- **AIM OF THE TASK**
The complete data, repeated exactly, should form your response.
· · · · · · ·
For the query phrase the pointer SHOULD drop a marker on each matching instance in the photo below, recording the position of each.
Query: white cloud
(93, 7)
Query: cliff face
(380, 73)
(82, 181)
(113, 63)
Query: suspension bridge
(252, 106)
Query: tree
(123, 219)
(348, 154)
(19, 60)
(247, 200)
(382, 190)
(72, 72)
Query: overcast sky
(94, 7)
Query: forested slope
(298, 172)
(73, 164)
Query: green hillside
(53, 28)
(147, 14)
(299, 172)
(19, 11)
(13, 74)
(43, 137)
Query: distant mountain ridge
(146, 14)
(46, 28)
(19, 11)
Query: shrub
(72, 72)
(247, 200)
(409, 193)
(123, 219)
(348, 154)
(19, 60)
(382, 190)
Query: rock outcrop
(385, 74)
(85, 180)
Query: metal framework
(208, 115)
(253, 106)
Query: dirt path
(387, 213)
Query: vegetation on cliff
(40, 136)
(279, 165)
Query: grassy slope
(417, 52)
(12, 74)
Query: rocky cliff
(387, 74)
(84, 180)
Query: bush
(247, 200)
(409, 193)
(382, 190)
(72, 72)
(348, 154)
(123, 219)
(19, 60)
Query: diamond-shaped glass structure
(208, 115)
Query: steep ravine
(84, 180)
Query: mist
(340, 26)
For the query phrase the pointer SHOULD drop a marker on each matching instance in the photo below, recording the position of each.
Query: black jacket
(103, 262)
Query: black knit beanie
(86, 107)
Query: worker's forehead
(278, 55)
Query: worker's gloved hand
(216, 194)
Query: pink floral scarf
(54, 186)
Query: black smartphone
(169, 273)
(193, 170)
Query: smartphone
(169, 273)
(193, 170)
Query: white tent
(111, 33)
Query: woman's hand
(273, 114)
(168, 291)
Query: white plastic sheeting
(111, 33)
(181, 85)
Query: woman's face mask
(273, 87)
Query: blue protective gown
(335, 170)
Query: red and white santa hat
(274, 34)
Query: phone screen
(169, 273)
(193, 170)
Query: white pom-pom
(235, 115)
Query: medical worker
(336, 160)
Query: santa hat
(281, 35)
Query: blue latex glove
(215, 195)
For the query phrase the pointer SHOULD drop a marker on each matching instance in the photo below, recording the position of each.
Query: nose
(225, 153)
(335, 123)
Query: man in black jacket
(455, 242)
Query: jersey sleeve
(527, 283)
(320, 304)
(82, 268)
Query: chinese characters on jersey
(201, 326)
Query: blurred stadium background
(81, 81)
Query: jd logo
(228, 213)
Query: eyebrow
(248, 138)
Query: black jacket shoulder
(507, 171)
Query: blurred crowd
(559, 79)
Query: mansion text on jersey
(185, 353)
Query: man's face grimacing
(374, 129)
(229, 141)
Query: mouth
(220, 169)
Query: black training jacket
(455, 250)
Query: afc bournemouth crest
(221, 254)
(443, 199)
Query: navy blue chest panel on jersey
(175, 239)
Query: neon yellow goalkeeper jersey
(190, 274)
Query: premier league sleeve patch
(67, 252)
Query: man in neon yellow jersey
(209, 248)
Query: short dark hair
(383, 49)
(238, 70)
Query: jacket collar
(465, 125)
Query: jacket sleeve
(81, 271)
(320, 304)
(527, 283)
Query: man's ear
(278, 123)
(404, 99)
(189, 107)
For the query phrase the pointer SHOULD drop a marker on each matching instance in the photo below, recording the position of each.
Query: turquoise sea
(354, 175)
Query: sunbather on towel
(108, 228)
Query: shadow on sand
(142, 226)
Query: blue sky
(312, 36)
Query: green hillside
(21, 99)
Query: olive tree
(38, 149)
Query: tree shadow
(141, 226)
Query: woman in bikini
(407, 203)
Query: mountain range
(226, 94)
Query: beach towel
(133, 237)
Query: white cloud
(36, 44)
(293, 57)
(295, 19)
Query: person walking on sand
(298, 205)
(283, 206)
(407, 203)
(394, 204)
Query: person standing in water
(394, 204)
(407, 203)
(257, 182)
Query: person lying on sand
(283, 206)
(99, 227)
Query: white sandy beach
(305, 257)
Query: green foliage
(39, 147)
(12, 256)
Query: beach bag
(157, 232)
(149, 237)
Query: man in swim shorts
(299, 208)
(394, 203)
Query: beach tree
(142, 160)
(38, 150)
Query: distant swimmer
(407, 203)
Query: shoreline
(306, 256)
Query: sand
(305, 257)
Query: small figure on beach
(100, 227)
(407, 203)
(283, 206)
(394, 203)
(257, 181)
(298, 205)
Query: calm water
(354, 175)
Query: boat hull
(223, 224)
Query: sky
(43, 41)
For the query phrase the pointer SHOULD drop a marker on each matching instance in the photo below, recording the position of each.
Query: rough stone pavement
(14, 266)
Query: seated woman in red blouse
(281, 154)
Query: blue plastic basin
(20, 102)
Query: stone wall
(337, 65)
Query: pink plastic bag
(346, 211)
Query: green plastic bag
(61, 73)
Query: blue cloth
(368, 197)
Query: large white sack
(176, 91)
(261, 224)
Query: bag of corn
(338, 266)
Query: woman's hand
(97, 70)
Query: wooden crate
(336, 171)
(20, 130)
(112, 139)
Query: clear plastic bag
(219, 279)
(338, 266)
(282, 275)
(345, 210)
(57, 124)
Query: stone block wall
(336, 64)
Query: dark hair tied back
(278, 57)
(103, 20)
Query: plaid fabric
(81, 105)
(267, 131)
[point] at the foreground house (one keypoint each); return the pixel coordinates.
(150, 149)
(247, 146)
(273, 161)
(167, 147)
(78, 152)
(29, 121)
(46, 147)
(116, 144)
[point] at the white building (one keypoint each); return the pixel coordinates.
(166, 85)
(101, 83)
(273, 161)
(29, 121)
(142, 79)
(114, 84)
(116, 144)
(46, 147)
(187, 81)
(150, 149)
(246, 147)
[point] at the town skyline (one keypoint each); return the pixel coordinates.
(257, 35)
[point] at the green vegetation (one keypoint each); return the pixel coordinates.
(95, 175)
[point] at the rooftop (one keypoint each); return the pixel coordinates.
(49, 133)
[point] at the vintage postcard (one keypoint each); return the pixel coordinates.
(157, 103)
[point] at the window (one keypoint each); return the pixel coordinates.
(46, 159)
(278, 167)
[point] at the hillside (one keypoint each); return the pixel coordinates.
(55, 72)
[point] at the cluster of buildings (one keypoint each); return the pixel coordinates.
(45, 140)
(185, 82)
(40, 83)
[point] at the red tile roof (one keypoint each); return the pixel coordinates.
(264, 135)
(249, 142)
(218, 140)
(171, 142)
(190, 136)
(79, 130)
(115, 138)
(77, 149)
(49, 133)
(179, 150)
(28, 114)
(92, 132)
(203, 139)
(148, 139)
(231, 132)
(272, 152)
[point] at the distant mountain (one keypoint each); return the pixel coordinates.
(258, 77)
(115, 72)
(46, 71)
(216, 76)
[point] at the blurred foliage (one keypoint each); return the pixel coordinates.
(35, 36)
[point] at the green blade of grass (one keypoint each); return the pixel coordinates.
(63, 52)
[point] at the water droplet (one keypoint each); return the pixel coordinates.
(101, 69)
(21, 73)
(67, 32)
· · · · · · ·
- **WRITTEN RESPONSE**
For the query phrase the pointer SHOULD drop a marker on each matching instance in the photo below, recording the position of each.
Query: white cloud
(93, 7)
Query: cliff face
(380, 73)
(82, 181)
(113, 63)
Query: suspension bridge
(252, 106)
Query: tree
(123, 219)
(348, 154)
(19, 60)
(247, 200)
(382, 190)
(72, 72)
Query: overcast sky
(94, 7)
Query: forested slope
(298, 172)
(73, 164)
Query: green hillside
(53, 28)
(147, 14)
(299, 172)
(19, 11)
(13, 74)
(43, 137)
Query: distant mountain ridge
(146, 14)
(46, 28)
(19, 11)
Query: shrub
(72, 72)
(247, 200)
(409, 193)
(123, 219)
(348, 154)
(19, 60)
(382, 190)
Query: rock outcrop
(385, 74)
(85, 180)
Query: metal framework
(208, 115)
(253, 106)
Query: dirt path
(387, 213)
Query: vegetation on cliff
(40, 136)
(279, 165)
Query: grassy slope
(417, 52)
(12, 74)
Query: rocky cliff
(387, 74)
(84, 180)
Query: bush
(247, 200)
(409, 193)
(382, 190)
(72, 72)
(348, 154)
(123, 219)
(19, 60)
Query: diamond-shaped glass structure
(208, 115)
Query: steep ravine
(84, 180)
Query: mist
(340, 26)
For the query phrase the pointer SHOULD drop a marker on each matching instance in the photo below, recording the position of each.
Query: black jacket
(103, 262)
Query: black knit beanie
(86, 107)
Query: worker's forehead
(278, 55)
Query: worker's gloved hand
(216, 194)
Query: pink floral scarf
(54, 186)
Query: black smartphone
(169, 273)
(193, 170)
Query: smartphone
(169, 273)
(193, 170)
Query: white tent
(111, 33)
Query: woman's hand
(273, 114)
(168, 291)
Query: white plastic sheeting
(111, 33)
(181, 85)
Query: woman's face mask
(273, 87)
Query: blue protective gown
(335, 170)
Query: red and white santa hat
(274, 34)
Query: phone screen
(169, 273)
(193, 170)
Query: white pom-pom
(235, 115)
Query: medical worker
(336, 160)
Query: santa hat
(281, 35)
Query: blue latex glove
(215, 195)
For the query phrase the pointer SHOULD drop a marker on each matching instance in the photo below, recording the position of each.
Query: nose
(225, 153)
(335, 123)
Query: man in black jacket
(455, 242)
Query: jersey sleeve
(527, 283)
(320, 304)
(82, 268)
Query: chinese characters on jersey
(201, 326)
Query: blurred stadium background
(81, 81)
Query: jd logo
(228, 213)
Query: eyebrow
(248, 138)
Query: black jacket shoulder
(507, 171)
Query: blurred crowd
(559, 79)
Query: mansion text on jersey
(185, 353)
Query: man's face grimacing
(374, 129)
(229, 141)
Query: mouth
(220, 169)
Query: black training jacket
(455, 250)
Query: afc bournemouth crest
(221, 254)
(443, 199)
Query: navy blue chest panel on jersey
(175, 239)
Query: neon yellow goalkeeper jersey
(190, 274)
Query: premier league sleeve patch
(67, 252)
Query: man in neon yellow jersey
(209, 248)
Query: short dark hair
(383, 49)
(238, 70)
Query: jacket collar
(465, 125)
Query: jacket sleeve
(81, 271)
(320, 304)
(527, 283)
Query: man's ear
(278, 123)
(404, 99)
(189, 107)
For the query phrase the pointer SHOULD drop a marker on each matching instance in the photo below, recording the position of each.
Query: turquoise sea
(354, 175)
Query: sunbather on towel
(108, 228)
Query: shadow on sand
(142, 226)
Query: blue sky
(312, 36)
Query: green hillside
(21, 99)
Query: olive tree
(38, 149)
Query: tree shadow
(141, 226)
Query: woman in bikini
(407, 203)
Query: mountain range
(226, 94)
Query: beach towel
(133, 237)
Query: white cloud
(36, 44)
(293, 57)
(295, 19)
Query: person walking on sand
(298, 205)
(283, 206)
(407, 203)
(394, 204)
Query: person standing in water
(394, 204)
(407, 203)
(257, 182)
Query: person lying on sand
(283, 206)
(99, 227)
Query: white sandy beach
(305, 257)
Query: green foliage
(39, 147)
(12, 256)
Query: beach bag
(157, 232)
(149, 237)
Query: man in swim shorts
(299, 208)
(394, 203)
Query: beach tree
(142, 160)
(38, 150)
Query: distant swimmer
(407, 203)
Query: shoreline
(306, 256)
Query: sand
(305, 257)
Query: small figure on beach
(100, 227)
(407, 203)
(283, 206)
(394, 203)
(257, 181)
(298, 205)
Query: calm water
(354, 175)
Query: boat hull
(223, 224)
Query: sky
(43, 41)
For the query phrase the pointer SHOULD drop a marker on each matching instance in the photo below, recording the position of each.
Query: rough stone pavement
(14, 266)
Query: seated woman in red blouse
(281, 154)
Query: blue plastic basin
(20, 102)
Query: stone wall
(337, 65)
Query: pink plastic bag
(346, 211)
Query: green plastic bag
(61, 73)
Query: blue cloth
(368, 197)
Query: large white sack
(176, 91)
(261, 224)
Query: bag of corn
(338, 266)
Query: woman's hand
(97, 70)
Query: wooden crate
(336, 171)
(20, 130)
(112, 139)
Query: clear plastic bag
(219, 279)
(338, 266)
(282, 275)
(345, 210)
(57, 124)
Query: stone block wall
(336, 64)
Query: dark hair tied back
(278, 57)
(103, 20)
Query: plaid fabric
(81, 105)
(267, 131)
[point] at the foreground house (one keypoint each); return the pixel coordinates.
(150, 149)
(247, 146)
(273, 161)
(167, 147)
(78, 152)
(29, 121)
(46, 147)
(116, 144)
[point] at the white building (one keypoint each); return the pixel coordinates.
(166, 85)
(101, 83)
(273, 161)
(29, 121)
(142, 79)
(114, 84)
(116, 144)
(46, 147)
(187, 81)
(150, 149)
(246, 147)
[point] at the town skyline (one keypoint each); return the pixel coordinates.
(257, 35)
[point] at the green vegetation (one keypoint each); return the pixel coordinates.
(95, 175)
[point] at the rooftop (one keypoint each); return the pixel coordinates.
(49, 133)
[point] at the vintage postcard (one keypoint each); return the pixel coordinates.
(157, 103)
[point] at the window (one keypoint each); return the pixel coordinates.
(46, 159)
(278, 167)
[point] at the hillside (one keypoint each); return the pixel coordinates.
(55, 72)
[point] at the cluster of buildings (one keypoint each); return the pixel coordinates.
(45, 140)
(185, 82)
(40, 83)
[point] at the red tile roof (one keypoint each); return the pixel coordinates.
(264, 135)
(249, 142)
(218, 140)
(171, 142)
(190, 136)
(79, 130)
(115, 138)
(77, 149)
(49, 133)
(179, 150)
(28, 114)
(92, 132)
(203, 139)
(148, 139)
(231, 132)
(272, 152)
[point] at the distant mountain (one keypoint each); return the pixel coordinates.
(258, 77)
(115, 72)
(46, 71)
(216, 76)
[point] at the blurred foliage (one keypoint each); return the pixel coordinates.
(35, 36)
[point] at the green blade of grass (one keypoint each); return the pixel coordinates.
(63, 52)
[point] at the water droplet (one keypoint each); return the pixel coordinates.
(101, 69)
(21, 73)
(67, 32)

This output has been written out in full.